[練習問題]:
[a] 回顧録の記事から、「その後、ボルトン氏はトランプ」から「ことがあったということです。」までを含めて、そのまま引用してください。
[b] 回顧録の記事によると、シンガポールでの米朝首脳会談のさなかにポンペイオ国務長官から渡されたメモには、トランプ大統領の発言について何と書かれていたか。

[出典抜粋]:
====================

トランプ大統領の元側近、ボルトン前大統領補佐官の回顧録が出版されました。注目される、その本の中身は?
トランプ大統領 米朝首脳会談は宣伝のため?
  ボルトン氏は在任中に行われたトランプ大統領と北朝鮮のキム・ジョンウン(金正恩)朝鮮労働党委員長の3回にわたる首脳会談について、会談の中身や各国の要人とのやり取りだとする内容を詳しく記しています。

  このうちおととし6月にシンガポールで行われた史上初の米朝首脳会談については北朝鮮との事前の交渉が行き詰まるなか、トランプ大統領が「これは宣伝のためだ」とか、「中身のない合意でも署名する」と述べたなどとして、非核化の実現よりみずからのアピールに関心があったと指摘しています。
  また会談のさなかに同席していたポンペイオ国務長官からトランプ大統領の発言について、「でたらめだらけだ」と書かれたメモを渡され、ボルトン氏も同意したと記しています。
  またこの会談の実現に向けては当初、韓国のムン・ジェイン(文在寅)大統領の側近が北朝鮮のキム委員長に働きかけていたと指摘し、「戦略よりも南北の統一という目標のための創作だった」として、韓国側の思惑が強く影響していたと主張しています。
  その後、ボルトン氏はトランプ大統領が北朝鮮に安易に譲歩しないよう働きかけを強めたとしていますが、トランプ大統領はキム委員長との再会談に強い意欲を見せ、おととし8月のはじめにキム委員長の親書を受け取ると「ホワイトハウスに招くべきだ」と主張したため、政権幹部がそろって反対したことがあったということです。

====================

[抽出資料]:
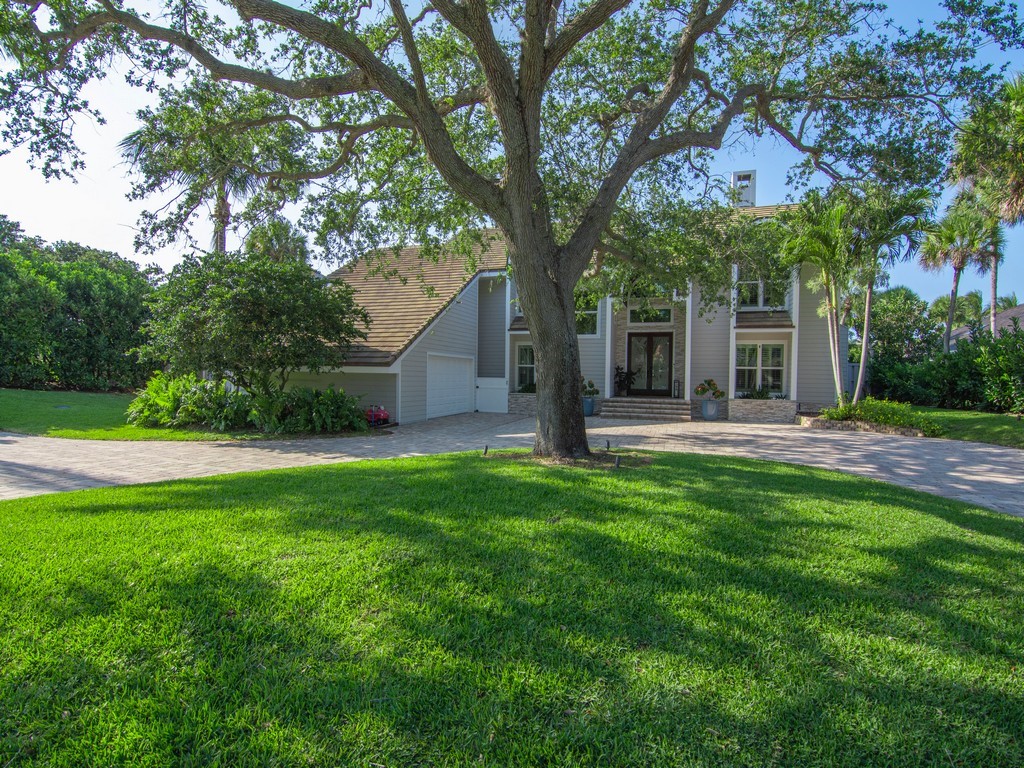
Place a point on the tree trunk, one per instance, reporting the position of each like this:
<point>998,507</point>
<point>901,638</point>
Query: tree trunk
<point>993,276</point>
<point>221,218</point>
<point>952,310</point>
<point>865,342</point>
<point>549,306</point>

====================

[各問の解答]:
[a]
その後、ボルトン氏はトランプ大統領が北朝鮮に安易に譲歩しないよう働きかけを強めたとしていますが、トランプ大統領はキム委員長との再会談に強い意欲を見せ、おととし8月のはじめにキム委員長の親書を受け取ると「ホワイトハウスに招くべきだ」と主張したため、政権幹部がそろって反対したことがあったということです。

[b] 「でたらめだらけだ」と書かれていた。